■ Page

Two questions therefore are to be asked especially with regard to a genius: First, in what way was the conflagration peculiar? Secondly, what were the substances present in abnormal quantity which caused the peculiarity?
It is intended that these two questions shall be answered with regard to Boswell in the course of this general inquiry concerning his psychology. It is held that Boswell was a genius; it must be explained in what his genius consisted, and how, in the end, this abnormal essence dominated the whole man and inspired the great work of his life.
.....
James Boswell was born in Edinburgh on October 29th, 1740. He came of an old Scottish stock, and his ancestors, if not eminent, were at least distinguished men and proud of being the Lairds of Auchinleck.

■ Exercise instructions
According to the passage on Boswell, when and where was James Boswell born? The material that comes next is separate from the passage on Boswell.

■ Dataset
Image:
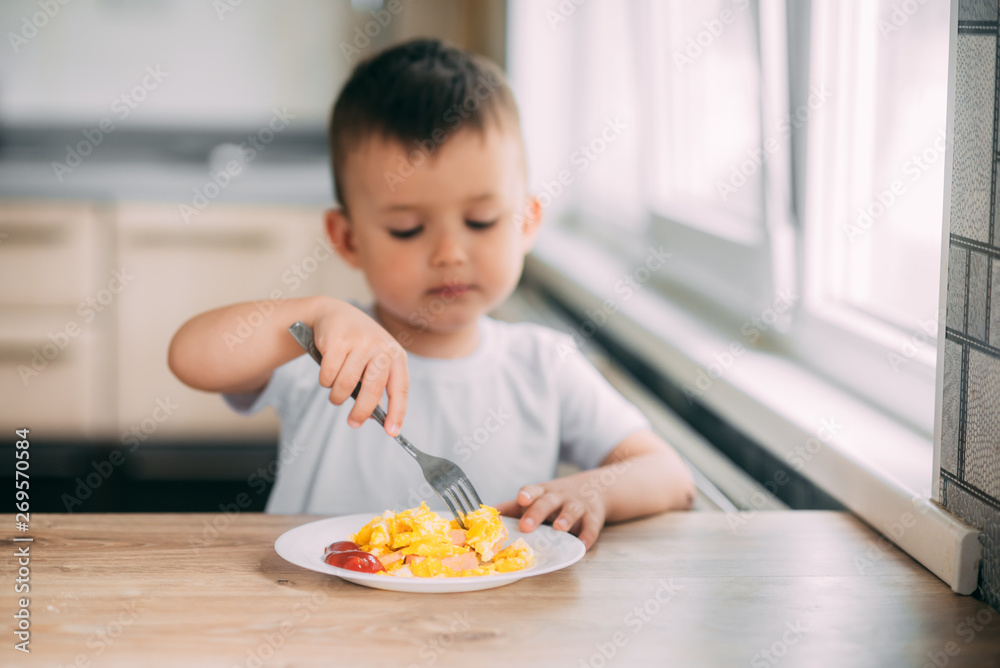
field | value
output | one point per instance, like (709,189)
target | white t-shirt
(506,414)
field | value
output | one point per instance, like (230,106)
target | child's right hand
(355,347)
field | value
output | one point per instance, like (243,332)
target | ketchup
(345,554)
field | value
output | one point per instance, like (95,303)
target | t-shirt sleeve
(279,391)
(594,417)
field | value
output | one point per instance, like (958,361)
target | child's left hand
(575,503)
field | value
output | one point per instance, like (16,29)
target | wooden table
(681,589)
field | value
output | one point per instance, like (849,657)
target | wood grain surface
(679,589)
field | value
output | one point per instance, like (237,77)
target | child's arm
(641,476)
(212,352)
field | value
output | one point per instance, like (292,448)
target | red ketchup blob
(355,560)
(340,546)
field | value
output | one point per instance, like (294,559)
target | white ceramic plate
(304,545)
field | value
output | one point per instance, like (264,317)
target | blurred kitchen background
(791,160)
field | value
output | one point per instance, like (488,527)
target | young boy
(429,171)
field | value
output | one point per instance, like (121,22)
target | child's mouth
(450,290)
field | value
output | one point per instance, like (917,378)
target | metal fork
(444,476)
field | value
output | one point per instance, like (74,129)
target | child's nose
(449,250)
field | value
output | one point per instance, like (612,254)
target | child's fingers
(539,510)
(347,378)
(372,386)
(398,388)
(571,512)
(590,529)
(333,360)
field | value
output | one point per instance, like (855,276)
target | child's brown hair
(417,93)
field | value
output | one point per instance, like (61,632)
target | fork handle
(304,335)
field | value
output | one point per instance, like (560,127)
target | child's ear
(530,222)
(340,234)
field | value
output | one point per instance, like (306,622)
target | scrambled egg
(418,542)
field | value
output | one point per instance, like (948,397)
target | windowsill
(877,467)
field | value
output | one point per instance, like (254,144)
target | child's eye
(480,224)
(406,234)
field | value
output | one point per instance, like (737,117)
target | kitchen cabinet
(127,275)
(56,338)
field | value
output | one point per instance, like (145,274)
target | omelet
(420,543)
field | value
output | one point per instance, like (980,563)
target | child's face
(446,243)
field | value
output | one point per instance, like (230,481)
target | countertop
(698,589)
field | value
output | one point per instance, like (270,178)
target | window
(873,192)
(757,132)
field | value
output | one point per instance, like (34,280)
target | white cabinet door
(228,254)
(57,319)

...

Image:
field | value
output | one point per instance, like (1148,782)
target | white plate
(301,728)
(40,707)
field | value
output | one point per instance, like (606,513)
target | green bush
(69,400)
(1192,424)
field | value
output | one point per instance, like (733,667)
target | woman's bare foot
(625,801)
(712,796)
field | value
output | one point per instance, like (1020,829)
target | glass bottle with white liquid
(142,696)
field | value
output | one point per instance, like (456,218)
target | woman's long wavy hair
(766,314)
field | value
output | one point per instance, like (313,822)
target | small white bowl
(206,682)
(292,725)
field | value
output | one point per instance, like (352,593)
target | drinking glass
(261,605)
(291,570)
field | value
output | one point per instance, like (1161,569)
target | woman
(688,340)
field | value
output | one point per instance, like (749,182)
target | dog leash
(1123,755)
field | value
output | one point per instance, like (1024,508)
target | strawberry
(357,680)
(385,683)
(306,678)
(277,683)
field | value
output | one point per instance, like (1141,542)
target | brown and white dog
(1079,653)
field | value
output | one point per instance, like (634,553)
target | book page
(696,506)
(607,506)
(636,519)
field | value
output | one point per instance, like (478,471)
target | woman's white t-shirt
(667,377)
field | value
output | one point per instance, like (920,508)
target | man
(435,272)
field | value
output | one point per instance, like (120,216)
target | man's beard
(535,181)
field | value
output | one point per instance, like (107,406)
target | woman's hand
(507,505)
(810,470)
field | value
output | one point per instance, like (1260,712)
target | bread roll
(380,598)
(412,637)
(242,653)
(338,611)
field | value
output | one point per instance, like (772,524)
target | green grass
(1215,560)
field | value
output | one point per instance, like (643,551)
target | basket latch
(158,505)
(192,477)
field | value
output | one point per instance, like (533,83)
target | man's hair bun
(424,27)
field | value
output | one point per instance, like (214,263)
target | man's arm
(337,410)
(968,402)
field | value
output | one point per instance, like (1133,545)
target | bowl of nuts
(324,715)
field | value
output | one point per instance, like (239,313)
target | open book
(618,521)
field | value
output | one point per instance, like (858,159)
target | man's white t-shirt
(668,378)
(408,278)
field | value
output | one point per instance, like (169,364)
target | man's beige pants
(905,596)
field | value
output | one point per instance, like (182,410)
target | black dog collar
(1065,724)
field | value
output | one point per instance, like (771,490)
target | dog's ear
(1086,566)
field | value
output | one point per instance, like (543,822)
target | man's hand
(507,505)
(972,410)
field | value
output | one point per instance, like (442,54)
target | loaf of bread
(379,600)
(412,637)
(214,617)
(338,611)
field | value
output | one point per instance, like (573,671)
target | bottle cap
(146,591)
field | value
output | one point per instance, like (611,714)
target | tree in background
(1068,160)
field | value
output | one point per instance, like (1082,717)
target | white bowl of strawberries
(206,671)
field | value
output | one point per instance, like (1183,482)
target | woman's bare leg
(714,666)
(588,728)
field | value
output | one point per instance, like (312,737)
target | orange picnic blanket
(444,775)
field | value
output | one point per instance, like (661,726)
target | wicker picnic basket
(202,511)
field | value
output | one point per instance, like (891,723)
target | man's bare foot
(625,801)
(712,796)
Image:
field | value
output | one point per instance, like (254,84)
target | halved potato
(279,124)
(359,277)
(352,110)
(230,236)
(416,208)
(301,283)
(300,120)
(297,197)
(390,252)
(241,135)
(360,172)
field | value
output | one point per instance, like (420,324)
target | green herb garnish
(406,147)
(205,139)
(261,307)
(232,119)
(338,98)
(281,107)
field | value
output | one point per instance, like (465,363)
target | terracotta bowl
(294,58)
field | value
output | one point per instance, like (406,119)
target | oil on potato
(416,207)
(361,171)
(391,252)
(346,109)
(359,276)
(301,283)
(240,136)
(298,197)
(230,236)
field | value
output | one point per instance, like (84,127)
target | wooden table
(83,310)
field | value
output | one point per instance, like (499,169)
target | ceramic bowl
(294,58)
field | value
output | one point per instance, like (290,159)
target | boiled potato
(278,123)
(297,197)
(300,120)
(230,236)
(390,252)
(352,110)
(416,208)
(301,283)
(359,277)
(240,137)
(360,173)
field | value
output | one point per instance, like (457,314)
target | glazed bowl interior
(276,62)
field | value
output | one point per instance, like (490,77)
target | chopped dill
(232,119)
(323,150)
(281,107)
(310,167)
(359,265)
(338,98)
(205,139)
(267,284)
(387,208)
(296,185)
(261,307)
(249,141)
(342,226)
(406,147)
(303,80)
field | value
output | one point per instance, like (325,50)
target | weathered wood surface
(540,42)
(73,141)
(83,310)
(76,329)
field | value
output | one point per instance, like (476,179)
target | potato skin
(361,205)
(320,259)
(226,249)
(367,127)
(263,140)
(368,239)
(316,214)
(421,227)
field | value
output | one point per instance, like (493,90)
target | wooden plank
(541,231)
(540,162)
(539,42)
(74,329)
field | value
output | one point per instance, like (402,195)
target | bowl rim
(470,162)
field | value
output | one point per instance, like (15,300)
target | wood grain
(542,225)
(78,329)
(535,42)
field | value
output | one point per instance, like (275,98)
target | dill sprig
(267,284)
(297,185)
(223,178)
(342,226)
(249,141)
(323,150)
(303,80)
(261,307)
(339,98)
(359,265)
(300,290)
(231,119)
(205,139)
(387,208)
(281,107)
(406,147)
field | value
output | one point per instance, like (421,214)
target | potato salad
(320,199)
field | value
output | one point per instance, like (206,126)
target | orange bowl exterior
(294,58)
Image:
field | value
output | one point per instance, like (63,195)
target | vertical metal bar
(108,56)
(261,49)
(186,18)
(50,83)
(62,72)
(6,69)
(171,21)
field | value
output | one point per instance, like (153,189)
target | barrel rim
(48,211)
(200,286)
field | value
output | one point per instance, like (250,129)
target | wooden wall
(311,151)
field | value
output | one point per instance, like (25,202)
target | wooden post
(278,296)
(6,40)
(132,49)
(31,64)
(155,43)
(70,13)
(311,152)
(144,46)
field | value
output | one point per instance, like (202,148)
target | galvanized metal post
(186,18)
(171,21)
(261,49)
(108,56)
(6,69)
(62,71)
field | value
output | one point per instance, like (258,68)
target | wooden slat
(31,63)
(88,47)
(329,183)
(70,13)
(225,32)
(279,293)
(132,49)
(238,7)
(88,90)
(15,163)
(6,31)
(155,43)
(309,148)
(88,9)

■ Answer for the task
He was born in Edinburgh on October 29th, 1740.